• What to work on:
Please pull out each line in the rows below that contains the word "leaf", copying every such line in full.

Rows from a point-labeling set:
· · ·
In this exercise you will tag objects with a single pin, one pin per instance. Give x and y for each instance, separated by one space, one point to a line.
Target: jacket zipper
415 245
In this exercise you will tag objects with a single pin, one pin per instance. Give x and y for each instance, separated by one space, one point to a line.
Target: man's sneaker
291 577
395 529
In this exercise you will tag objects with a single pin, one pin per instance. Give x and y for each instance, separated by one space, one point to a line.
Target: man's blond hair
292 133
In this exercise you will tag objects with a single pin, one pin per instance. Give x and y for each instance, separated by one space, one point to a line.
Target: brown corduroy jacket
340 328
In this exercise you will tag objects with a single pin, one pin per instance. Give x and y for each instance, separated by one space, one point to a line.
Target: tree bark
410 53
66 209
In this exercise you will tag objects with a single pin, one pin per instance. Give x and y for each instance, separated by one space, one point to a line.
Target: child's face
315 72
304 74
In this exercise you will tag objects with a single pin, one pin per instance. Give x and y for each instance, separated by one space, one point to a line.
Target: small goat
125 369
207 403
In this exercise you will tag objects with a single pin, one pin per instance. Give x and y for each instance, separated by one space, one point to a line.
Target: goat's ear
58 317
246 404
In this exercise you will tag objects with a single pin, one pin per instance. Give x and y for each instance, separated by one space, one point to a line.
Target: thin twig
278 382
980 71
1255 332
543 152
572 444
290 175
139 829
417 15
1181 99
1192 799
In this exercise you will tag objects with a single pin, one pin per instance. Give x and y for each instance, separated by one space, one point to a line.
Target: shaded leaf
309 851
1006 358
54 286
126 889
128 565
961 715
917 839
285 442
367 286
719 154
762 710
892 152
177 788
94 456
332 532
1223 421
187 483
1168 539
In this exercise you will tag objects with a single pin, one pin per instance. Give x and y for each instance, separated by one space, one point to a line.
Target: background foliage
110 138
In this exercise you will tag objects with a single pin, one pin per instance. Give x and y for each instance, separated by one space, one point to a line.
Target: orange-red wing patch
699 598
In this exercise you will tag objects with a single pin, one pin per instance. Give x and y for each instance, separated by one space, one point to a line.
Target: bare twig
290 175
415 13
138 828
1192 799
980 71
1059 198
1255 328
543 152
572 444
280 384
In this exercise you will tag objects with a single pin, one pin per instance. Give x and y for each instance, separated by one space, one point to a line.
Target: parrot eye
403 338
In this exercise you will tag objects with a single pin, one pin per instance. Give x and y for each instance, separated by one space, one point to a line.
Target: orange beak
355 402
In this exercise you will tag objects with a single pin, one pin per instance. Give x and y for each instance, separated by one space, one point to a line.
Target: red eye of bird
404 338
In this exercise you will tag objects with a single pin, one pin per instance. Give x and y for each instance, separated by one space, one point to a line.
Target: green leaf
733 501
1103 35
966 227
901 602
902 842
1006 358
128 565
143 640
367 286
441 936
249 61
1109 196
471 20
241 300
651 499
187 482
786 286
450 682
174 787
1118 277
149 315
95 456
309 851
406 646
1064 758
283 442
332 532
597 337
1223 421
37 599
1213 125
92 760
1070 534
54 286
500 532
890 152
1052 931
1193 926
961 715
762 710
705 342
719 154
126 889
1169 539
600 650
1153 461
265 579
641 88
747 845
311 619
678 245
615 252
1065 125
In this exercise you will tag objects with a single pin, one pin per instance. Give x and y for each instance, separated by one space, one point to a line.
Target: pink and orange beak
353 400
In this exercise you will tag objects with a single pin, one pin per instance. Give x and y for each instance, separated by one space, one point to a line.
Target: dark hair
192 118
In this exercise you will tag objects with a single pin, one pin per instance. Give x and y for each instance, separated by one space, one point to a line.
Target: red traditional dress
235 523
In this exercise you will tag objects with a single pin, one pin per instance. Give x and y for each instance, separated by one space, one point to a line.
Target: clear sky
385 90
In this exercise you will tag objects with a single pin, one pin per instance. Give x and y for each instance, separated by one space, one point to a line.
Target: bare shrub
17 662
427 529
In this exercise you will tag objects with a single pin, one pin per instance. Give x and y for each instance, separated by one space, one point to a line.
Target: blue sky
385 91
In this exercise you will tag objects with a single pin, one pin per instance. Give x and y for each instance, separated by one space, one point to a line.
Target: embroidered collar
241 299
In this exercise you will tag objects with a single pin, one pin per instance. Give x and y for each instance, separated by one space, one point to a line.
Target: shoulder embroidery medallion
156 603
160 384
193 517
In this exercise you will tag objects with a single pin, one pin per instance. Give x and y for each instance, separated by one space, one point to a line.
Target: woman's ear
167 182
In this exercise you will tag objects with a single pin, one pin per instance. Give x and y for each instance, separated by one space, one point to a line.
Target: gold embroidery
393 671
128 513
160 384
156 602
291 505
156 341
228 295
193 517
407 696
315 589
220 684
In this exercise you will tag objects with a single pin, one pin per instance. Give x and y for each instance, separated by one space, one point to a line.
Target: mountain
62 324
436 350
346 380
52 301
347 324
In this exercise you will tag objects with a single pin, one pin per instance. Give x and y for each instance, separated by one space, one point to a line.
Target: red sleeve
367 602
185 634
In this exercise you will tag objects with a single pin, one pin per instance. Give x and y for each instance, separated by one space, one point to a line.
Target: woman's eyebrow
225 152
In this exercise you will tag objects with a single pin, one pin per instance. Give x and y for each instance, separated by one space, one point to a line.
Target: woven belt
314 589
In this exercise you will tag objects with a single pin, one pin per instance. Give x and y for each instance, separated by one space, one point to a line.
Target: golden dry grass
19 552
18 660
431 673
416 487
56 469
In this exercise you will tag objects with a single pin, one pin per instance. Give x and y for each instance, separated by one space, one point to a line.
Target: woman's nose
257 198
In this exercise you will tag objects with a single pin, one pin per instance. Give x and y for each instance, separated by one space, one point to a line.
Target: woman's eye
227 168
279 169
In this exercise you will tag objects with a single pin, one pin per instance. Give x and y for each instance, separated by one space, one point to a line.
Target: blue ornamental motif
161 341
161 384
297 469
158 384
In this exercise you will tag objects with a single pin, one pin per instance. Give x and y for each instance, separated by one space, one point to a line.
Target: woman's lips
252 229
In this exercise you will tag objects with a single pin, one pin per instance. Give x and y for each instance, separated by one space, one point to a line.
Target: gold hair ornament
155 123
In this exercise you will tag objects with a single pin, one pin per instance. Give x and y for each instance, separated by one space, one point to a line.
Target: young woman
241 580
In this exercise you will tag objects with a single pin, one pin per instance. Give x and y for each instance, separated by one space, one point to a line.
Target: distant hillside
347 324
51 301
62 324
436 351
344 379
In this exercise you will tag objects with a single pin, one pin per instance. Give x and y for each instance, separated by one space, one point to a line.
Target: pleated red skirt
· · ·
• The answer:
Target: shaded leaf
Target: green leaf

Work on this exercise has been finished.